### SUPPLIED TEXT
☆ ☆ ☆ ☆ ☆ ☆ ☆
Imagine a political party that has just suffered a historic defeat. For the first time in nearly two decades, it has lost the popular vote — and has handed power to a figure its members see as a dictator-in-waiting. In response, party leaders wave paddles. They lead “we will win” chants before a gaggle of aging lawmakers. And, most damningly of all, they threaten to write a strongly worded letter.

This is the state of the Democrats in 2025. Bereft of ideas and riven by internal division, the party is no longer in control of itself. That has left it open to challenges from the ideological fringes, with a new wave of socialists and progressives emerging in America’s cities, from New York to Minneapolis to Albuquerque. Led by a new generation of young primary challengers, a broader realignment may be taking shape in the party — one that is more progressive, economically populist, and unapologetically pro-Palestine.

The forceful return of the Left has exposed the fecklessness of centrist Democrats, whose efforts to reclaim the party after President Trump’s victory last year have utterly failed. Back in November, moderates promised a sober reset: a return to pragmatism, competence, and electability. But they have since been out-organized, out-communicated, and increasingly out of step with a base that no longer sees triangulation as a virtue. With the midterms looming, it’s clear that the center isn’t holding, and the Left is on the march.

“The forceful return of the Left has exposed the fecklessness of centrist Democrats.”
☆ ☆ ☆ ☆ ☆ ☆ ☆
Image annotation data
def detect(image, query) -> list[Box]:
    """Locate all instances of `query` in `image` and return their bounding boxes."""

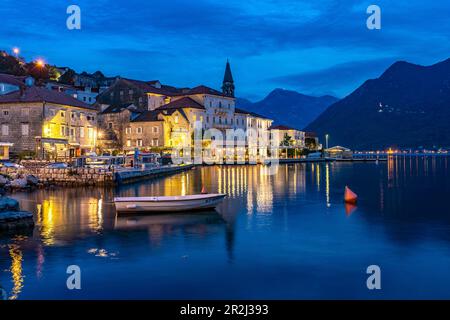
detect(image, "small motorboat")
[114,193,226,212]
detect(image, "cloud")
[268,57,397,96]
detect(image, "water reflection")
[0,157,450,299]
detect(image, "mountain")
[306,59,450,150]
[236,89,338,129]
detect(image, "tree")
[0,53,27,76]
[280,133,294,147]
[25,61,50,84]
[58,69,76,85]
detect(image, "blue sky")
[0,0,450,100]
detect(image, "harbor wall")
[0,165,193,187]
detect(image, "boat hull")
[114,194,226,212]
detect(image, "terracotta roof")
[269,125,301,131]
[121,78,180,96]
[186,85,225,97]
[0,73,25,87]
[305,131,317,138]
[0,86,96,110]
[100,103,140,114]
[234,108,272,120]
[157,97,205,110]
[131,110,163,122]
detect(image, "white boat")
[114,193,226,212]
☆ ☆ ☆ ☆ ☆ ☆ ☆
### PROBLEMS TO WORK ON
[a] Copy everything from "This is the" down to "and unapologetically pro-Palestine." in the text on the Democrats, swapping "socialists" for "radicals".
[b] According to the text on the Democrats, in which cities are socialists and progressives emerging?

### COMPLETED EXERCISE
[a]
This is the state of the Democrats in 2025. Bereft of ideas and riven by internal division, the party is no longer in control of itself. That has left it open to challenges from the ideological fringes, with a new wave of radicals and progressives emerging in America’s cities, from New York to Minneapolis to Albuquerque. Led by a new generation of young primary challengers, a broader realignment may be taking shape in the party — one that is more progressive, economically populist, and unapologetically pro-Palestine.

[b] New York, Minneapolis, and Albuquerque.